Assignment: Exactly retype the lines from the top of the data through the line containing "# test: for every instance of the missing", leaving out every picture.

Start of Data for processing

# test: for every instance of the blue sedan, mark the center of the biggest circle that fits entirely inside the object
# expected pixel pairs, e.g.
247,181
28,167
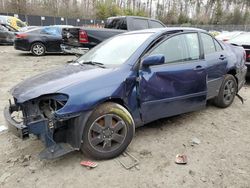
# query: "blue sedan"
95,103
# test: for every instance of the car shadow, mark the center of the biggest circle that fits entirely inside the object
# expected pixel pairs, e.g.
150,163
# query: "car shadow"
47,54
248,81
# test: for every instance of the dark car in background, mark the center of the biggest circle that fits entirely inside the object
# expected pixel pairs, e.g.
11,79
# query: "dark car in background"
78,40
243,40
95,103
7,34
40,40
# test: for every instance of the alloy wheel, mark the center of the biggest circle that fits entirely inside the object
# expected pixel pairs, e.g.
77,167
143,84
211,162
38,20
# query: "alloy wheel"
107,133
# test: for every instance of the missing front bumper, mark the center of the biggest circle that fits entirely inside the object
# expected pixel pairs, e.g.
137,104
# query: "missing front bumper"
41,129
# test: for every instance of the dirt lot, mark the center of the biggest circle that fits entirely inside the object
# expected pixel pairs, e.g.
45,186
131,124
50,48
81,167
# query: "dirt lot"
222,159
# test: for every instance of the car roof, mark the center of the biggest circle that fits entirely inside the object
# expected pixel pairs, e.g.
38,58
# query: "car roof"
166,29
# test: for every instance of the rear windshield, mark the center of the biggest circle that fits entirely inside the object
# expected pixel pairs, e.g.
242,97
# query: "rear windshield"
116,50
118,23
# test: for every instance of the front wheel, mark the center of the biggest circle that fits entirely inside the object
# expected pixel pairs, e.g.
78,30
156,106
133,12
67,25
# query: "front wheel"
227,92
108,131
38,49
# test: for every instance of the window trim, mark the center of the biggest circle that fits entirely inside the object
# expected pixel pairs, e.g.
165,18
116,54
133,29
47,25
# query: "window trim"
149,24
222,49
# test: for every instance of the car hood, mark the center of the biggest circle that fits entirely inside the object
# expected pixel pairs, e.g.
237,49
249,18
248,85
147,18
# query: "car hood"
55,80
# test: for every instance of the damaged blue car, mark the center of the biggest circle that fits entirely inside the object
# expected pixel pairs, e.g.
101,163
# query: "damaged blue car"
95,103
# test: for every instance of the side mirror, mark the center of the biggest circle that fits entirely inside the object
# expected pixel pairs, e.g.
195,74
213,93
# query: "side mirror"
153,60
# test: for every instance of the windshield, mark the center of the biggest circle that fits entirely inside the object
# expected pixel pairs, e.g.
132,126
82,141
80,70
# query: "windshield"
116,50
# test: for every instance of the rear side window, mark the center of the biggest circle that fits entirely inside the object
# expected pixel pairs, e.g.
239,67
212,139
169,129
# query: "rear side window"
193,45
155,24
217,46
180,48
50,31
140,24
208,44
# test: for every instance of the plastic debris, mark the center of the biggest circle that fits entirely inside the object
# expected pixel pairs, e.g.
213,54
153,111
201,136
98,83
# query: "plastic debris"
4,177
89,164
3,128
128,161
195,141
181,159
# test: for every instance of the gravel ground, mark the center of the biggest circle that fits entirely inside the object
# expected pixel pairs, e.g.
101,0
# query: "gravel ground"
221,159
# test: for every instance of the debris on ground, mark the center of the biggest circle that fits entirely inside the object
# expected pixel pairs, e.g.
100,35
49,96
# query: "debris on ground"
146,153
128,161
203,179
181,159
89,164
32,169
195,141
3,128
4,177
191,172
25,158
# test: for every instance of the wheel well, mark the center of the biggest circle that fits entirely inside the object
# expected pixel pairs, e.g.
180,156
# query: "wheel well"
37,42
116,100
233,72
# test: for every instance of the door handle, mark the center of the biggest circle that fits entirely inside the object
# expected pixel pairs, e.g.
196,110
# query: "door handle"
198,67
222,57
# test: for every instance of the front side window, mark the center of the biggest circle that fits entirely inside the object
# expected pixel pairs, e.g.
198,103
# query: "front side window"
218,46
208,44
180,48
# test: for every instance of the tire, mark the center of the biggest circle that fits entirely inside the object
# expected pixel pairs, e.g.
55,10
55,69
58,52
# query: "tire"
108,131
227,92
38,49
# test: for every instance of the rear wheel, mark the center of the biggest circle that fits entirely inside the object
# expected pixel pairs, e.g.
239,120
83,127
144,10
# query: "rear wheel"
108,131
227,92
38,49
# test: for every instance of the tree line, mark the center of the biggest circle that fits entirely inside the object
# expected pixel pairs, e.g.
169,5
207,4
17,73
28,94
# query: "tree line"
168,11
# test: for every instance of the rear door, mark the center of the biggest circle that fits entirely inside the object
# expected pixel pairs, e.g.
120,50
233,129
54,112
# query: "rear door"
179,85
216,61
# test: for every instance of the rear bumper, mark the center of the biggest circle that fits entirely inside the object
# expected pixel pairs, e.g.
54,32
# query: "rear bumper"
21,44
248,69
241,76
74,50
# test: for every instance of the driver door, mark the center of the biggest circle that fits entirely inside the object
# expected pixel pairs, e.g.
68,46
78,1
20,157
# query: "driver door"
179,85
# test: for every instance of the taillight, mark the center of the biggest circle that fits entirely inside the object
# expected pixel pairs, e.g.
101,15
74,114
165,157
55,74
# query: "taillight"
83,37
245,56
21,36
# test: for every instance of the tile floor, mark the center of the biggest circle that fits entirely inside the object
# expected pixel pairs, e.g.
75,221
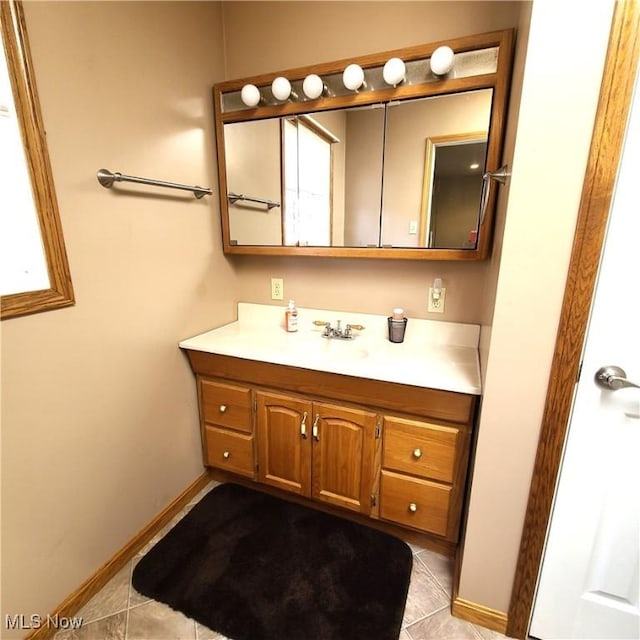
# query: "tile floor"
118,612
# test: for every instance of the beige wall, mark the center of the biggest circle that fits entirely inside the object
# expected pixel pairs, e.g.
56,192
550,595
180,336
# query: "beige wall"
99,417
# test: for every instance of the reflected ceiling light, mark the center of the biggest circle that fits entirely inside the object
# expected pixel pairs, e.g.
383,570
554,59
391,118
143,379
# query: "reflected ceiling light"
250,95
281,88
353,77
442,61
313,87
394,71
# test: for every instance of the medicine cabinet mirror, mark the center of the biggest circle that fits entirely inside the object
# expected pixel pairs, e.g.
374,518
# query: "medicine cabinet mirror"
384,171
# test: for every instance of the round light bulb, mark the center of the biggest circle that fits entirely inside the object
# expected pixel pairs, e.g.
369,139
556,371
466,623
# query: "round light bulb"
394,71
442,61
250,95
353,77
313,86
281,88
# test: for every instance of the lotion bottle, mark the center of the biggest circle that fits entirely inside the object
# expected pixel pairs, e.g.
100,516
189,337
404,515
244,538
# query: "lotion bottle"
291,317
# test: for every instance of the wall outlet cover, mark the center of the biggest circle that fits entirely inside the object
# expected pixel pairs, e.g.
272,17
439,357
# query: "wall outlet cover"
277,289
436,306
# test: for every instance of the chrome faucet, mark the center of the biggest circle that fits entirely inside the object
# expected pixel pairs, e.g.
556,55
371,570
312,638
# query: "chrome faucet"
338,332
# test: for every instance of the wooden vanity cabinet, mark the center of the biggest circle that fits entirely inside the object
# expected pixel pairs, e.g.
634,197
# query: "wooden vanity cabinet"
227,426
422,476
392,452
316,449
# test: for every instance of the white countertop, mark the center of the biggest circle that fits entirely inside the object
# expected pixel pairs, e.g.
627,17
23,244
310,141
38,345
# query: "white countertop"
437,355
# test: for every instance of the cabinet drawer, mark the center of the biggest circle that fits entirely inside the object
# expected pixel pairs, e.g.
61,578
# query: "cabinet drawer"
420,448
414,502
229,450
226,405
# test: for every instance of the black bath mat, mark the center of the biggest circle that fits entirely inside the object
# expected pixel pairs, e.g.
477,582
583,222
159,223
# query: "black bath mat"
254,567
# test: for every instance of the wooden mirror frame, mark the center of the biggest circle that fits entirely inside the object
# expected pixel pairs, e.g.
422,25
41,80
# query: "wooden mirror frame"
499,82
60,291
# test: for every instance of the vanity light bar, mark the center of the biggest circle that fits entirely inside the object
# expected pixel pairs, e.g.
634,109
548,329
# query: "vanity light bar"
444,63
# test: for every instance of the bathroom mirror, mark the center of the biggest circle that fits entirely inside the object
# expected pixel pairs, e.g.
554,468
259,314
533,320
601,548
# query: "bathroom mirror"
378,172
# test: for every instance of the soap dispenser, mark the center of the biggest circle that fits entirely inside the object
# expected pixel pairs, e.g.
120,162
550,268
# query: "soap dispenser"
291,317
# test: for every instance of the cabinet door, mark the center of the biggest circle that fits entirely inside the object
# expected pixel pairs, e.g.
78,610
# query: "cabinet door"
343,452
284,442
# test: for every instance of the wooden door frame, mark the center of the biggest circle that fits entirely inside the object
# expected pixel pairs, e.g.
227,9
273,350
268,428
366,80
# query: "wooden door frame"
602,168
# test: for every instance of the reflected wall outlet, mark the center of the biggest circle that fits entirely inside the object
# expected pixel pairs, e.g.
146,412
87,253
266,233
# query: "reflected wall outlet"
277,289
436,303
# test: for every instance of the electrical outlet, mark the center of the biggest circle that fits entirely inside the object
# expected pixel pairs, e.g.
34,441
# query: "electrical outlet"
277,289
436,304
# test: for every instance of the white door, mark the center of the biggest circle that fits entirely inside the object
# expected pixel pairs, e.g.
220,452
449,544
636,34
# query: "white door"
588,586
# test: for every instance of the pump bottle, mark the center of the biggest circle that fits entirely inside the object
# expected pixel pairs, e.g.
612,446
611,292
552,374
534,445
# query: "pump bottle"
291,317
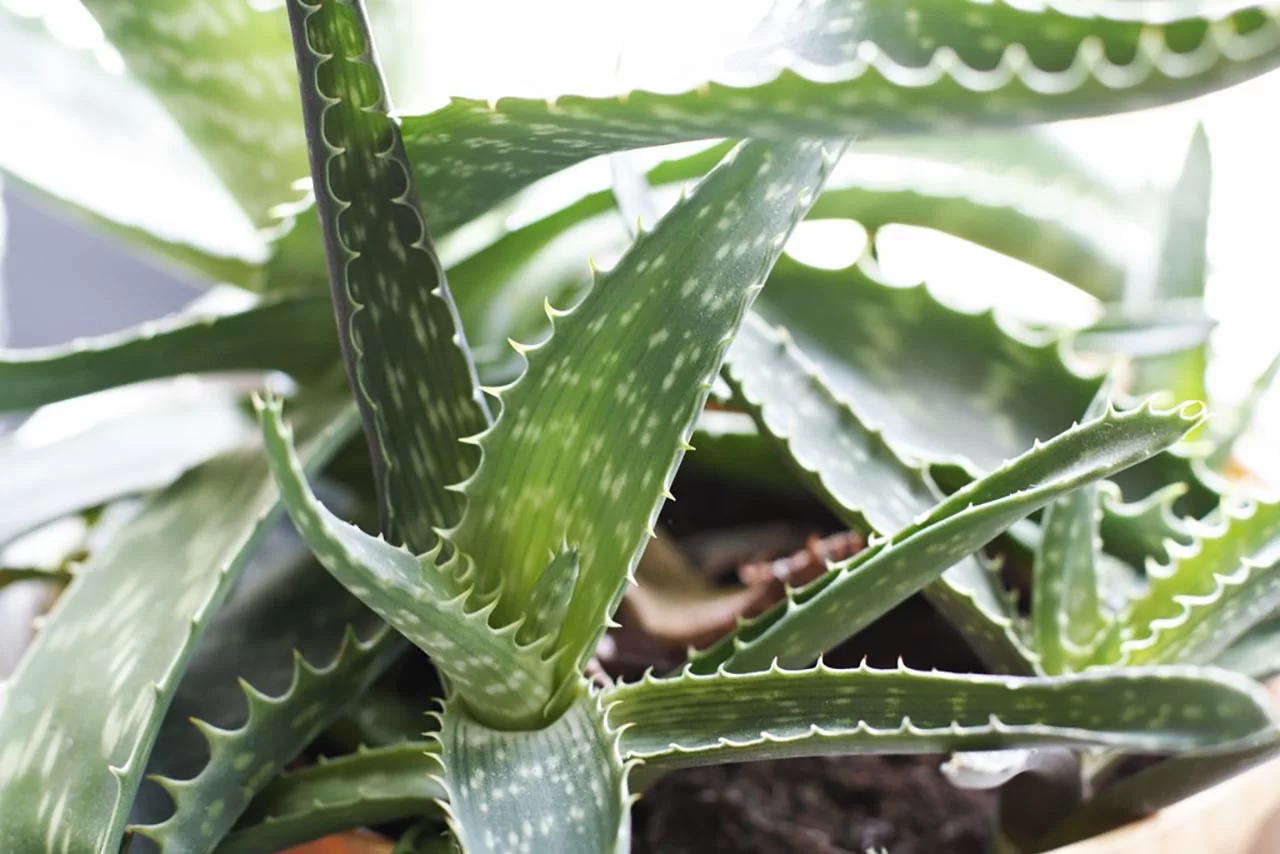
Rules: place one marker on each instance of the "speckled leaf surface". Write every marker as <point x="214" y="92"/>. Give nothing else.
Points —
<point x="940" y="384"/>
<point x="92" y="715"/>
<point x="831" y="68"/>
<point x="1180" y="274"/>
<point x="860" y="478"/>
<point x="691" y="720"/>
<point x="279" y="663"/>
<point x="1210" y="593"/>
<point x="590" y="435"/>
<point x="817" y="617"/>
<point x="406" y="355"/>
<point x="504" y="680"/>
<point x="359" y="789"/>
<point x="137" y="452"/>
<point x="557" y="789"/>
<point x="293" y="334"/>
<point x="223" y="69"/>
<point x="1068" y="617"/>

End of Data for processing

Exercise solution:
# test: for every instance of the blue sedan, mark the center of the biggest circle that fits entirely inside the object
# expected pixel pairs, e.g.
247,181
28,167
# query: "blue sedan"
95,103
# test: for every instance of the car shadow, mark the center of the biggest circle that fits entirely inside the object
# expected pixel pairs, e.g.
150,163
# query: "car shadow"
47,54
248,81
# test: for every instance of the dark car in background, mark the center of the biggest circle that fits entirely inside the object
# expected pixel pairs, e.g.
11,79
# query: "dark car in background"
78,40
243,40
95,103
7,34
40,40
# test: for every instance of the alloy wheel, mark the center of the biggest circle that fits entirely inside the object
# expected pixel pairs, e.g.
77,167
143,84
211,162
38,20
# query: "alloy wheel"
107,133
# test: for every instance of the missing front bumper, mark the center of the biggest circle that fits entirely inside the object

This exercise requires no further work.